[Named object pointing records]
* * *
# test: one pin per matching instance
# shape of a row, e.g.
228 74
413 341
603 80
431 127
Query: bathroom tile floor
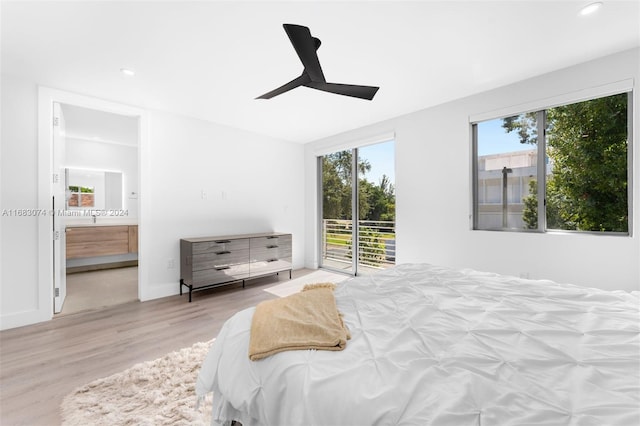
98 289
* * *
Copy out the records above line for line, with no changes, but leave out the pictures.

*CORRECT RESPONSE:*
# test: one pin per matching instance
# shape of a row, e.g.
228 74
413 341
603 80
431 127
Query: bathroom tile floor
98 289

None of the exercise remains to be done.